## PROVIDED DATA
[Start of section]

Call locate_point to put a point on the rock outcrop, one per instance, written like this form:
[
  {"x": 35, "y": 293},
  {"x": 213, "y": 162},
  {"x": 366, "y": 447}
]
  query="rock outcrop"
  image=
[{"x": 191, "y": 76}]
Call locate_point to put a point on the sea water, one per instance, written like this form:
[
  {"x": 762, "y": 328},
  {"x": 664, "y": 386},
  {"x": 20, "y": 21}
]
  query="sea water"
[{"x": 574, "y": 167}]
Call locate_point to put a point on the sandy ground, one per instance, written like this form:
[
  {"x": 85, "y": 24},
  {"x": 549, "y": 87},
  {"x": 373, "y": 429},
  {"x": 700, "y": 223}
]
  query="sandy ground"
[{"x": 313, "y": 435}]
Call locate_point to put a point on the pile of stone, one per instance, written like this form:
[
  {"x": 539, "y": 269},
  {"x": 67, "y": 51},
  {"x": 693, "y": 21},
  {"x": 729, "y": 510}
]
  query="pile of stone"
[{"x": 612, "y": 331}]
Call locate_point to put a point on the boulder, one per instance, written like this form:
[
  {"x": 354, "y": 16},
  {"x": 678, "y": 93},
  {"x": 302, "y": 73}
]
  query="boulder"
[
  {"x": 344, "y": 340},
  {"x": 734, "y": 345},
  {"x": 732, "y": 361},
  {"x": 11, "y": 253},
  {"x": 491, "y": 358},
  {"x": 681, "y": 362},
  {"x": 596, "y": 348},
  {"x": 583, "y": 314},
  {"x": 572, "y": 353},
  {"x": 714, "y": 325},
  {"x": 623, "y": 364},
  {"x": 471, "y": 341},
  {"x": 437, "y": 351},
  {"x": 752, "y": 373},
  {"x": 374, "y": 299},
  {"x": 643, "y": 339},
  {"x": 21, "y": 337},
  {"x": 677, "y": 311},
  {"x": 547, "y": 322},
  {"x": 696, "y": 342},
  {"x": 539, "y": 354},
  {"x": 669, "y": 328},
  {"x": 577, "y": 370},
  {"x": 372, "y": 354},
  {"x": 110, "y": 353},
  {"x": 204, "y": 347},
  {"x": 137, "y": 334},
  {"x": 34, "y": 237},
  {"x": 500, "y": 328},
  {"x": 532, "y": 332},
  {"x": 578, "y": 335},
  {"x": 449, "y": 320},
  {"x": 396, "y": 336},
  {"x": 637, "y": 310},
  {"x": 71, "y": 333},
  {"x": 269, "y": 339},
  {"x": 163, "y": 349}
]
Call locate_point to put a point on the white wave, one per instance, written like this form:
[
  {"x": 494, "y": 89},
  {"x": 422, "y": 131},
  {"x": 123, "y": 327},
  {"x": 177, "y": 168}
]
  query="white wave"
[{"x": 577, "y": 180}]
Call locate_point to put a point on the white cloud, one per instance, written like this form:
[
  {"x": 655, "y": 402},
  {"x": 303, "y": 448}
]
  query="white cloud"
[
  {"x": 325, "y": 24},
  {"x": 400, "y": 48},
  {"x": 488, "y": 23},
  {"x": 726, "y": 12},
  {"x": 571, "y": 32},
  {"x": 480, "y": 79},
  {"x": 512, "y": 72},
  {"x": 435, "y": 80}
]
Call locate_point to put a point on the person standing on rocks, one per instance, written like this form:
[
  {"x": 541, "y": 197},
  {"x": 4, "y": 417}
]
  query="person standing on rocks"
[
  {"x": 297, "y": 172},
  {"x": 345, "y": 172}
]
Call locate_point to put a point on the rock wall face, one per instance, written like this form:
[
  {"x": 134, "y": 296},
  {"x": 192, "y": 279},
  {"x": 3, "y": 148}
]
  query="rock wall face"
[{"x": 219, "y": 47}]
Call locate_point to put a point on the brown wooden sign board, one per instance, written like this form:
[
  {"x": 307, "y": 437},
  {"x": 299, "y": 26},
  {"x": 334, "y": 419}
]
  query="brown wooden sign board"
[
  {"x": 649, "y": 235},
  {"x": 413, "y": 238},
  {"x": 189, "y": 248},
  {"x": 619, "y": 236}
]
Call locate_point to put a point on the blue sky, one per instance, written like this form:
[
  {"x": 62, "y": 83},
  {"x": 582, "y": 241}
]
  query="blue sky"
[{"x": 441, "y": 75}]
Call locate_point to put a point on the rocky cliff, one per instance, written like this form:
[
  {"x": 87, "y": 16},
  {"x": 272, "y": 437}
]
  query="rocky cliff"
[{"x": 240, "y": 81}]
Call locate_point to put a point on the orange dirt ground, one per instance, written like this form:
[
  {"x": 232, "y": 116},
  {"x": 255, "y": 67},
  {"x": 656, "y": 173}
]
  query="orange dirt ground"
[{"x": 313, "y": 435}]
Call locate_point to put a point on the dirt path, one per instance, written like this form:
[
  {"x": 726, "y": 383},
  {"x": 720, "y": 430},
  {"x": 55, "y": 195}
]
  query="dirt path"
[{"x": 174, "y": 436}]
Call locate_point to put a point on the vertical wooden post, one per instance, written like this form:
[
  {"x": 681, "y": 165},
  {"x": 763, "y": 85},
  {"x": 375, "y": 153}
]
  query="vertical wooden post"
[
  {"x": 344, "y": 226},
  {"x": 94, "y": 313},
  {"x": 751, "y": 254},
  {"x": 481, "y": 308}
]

[End of section]

## WHAT THE TASK REQUIRES
Give the whole listing again, character for character.

## ANSWER BELOW
Call locate_point to put a point on the rock outcrop, one per instance, written like this form:
[
  {"x": 35, "y": 293},
  {"x": 213, "y": 162},
  {"x": 366, "y": 447}
]
  query="rock outcrop"
  image=
[{"x": 191, "y": 76}]
Call locate_point to put a point on the sea water, one per instance, written like this form:
[
  {"x": 762, "y": 328},
  {"x": 664, "y": 386},
  {"x": 20, "y": 21}
]
  query="sea water"
[{"x": 574, "y": 167}]
Call locate_point to put a point on the sandy ground, one per instance, written like this form:
[
  {"x": 85, "y": 24},
  {"x": 549, "y": 87},
  {"x": 373, "y": 429},
  {"x": 700, "y": 223}
]
  query="sandy ground"
[{"x": 313, "y": 435}]
Call locate_point to put a point on the pile of stone, one per instance, written like this form:
[
  {"x": 539, "y": 269},
  {"x": 67, "y": 51},
  {"x": 693, "y": 21},
  {"x": 729, "y": 510}
]
  query="pile of stone"
[{"x": 612, "y": 331}]
Call locate_point to put a point on the boulder, one per instance, written like this form:
[
  {"x": 354, "y": 16},
  {"x": 678, "y": 93},
  {"x": 302, "y": 73}
]
  query="boulder"
[
  {"x": 344, "y": 340},
  {"x": 734, "y": 345},
  {"x": 732, "y": 361},
  {"x": 11, "y": 253},
  {"x": 491, "y": 358},
  {"x": 681, "y": 362},
  {"x": 596, "y": 348},
  {"x": 583, "y": 314},
  {"x": 572, "y": 353},
  {"x": 714, "y": 325},
  {"x": 623, "y": 364},
  {"x": 471, "y": 341},
  {"x": 437, "y": 351},
  {"x": 752, "y": 373},
  {"x": 374, "y": 299},
  {"x": 643, "y": 339},
  {"x": 21, "y": 337},
  {"x": 677, "y": 311},
  {"x": 547, "y": 322},
  {"x": 696, "y": 342},
  {"x": 539, "y": 354},
  {"x": 669, "y": 328},
  {"x": 577, "y": 370},
  {"x": 372, "y": 354},
  {"x": 110, "y": 353},
  {"x": 204, "y": 347},
  {"x": 137, "y": 334},
  {"x": 34, "y": 237},
  {"x": 500, "y": 328},
  {"x": 532, "y": 332},
  {"x": 578, "y": 335},
  {"x": 449, "y": 320},
  {"x": 396, "y": 336},
  {"x": 637, "y": 310},
  {"x": 71, "y": 333},
  {"x": 269, "y": 339},
  {"x": 163, "y": 349}
]
Call locate_point to put a point on the white wave, one per instance, written like this form:
[
  {"x": 494, "y": 89},
  {"x": 422, "y": 131},
  {"x": 123, "y": 327},
  {"x": 177, "y": 168}
]
  query="white wave"
[{"x": 577, "y": 180}]
Call locate_point to put a point on the white cloud, one per instance, written like this form:
[
  {"x": 655, "y": 402},
  {"x": 303, "y": 448}
]
  query="white cloud"
[
  {"x": 325, "y": 24},
  {"x": 400, "y": 48},
  {"x": 488, "y": 23},
  {"x": 726, "y": 12},
  {"x": 571, "y": 32},
  {"x": 480, "y": 79},
  {"x": 512, "y": 72},
  {"x": 435, "y": 80}
]
Call locate_point to put a point on the person standing on rocks, one per instance, written like this form:
[
  {"x": 541, "y": 197},
  {"x": 4, "y": 417}
]
  query="person standing on rocks"
[
  {"x": 297, "y": 172},
  {"x": 345, "y": 172}
]
Call locate_point to put a point on the rock wall face, one per instance, written like this form:
[
  {"x": 134, "y": 296},
  {"x": 192, "y": 279},
  {"x": 3, "y": 148}
]
  query="rock wall face"
[{"x": 219, "y": 47}]
Call locate_point to put a point on the brown wooden sign board, one per instance, written like this form:
[
  {"x": 307, "y": 437},
  {"x": 299, "y": 26},
  {"x": 334, "y": 419}
]
  query="brown wooden sign board"
[
  {"x": 649, "y": 235},
  {"x": 413, "y": 238},
  {"x": 189, "y": 248},
  {"x": 619, "y": 236}
]
Call locate_point to put a point on the blue sky, one per instance, written like this form:
[
  {"x": 62, "y": 83},
  {"x": 582, "y": 241}
]
  query="blue sky"
[{"x": 441, "y": 75}]
Call locate_point to put a point on the rocky cliff, one per instance, written like this form:
[
  {"x": 87, "y": 16},
  {"x": 272, "y": 437}
]
  query="rocky cliff"
[{"x": 240, "y": 81}]
Call locate_point to put a point on the orange dirt ground, one per instance, written like this form:
[
  {"x": 232, "y": 116},
  {"x": 255, "y": 67},
  {"x": 656, "y": 173}
]
  query="orange dirt ground"
[{"x": 313, "y": 435}]
Call locate_point to put a point on the dirt path, one per instance, written like this form:
[
  {"x": 726, "y": 383},
  {"x": 720, "y": 430},
  {"x": 55, "y": 195}
]
  query="dirt path"
[{"x": 174, "y": 436}]
Call locate_point to put a point on the vertical wooden post, one per instance, written like this form:
[
  {"x": 681, "y": 165},
  {"x": 763, "y": 85},
  {"x": 375, "y": 153}
]
  query="vertical wooden post"
[
  {"x": 344, "y": 226},
  {"x": 94, "y": 313},
  {"x": 751, "y": 254},
  {"x": 481, "y": 308}
]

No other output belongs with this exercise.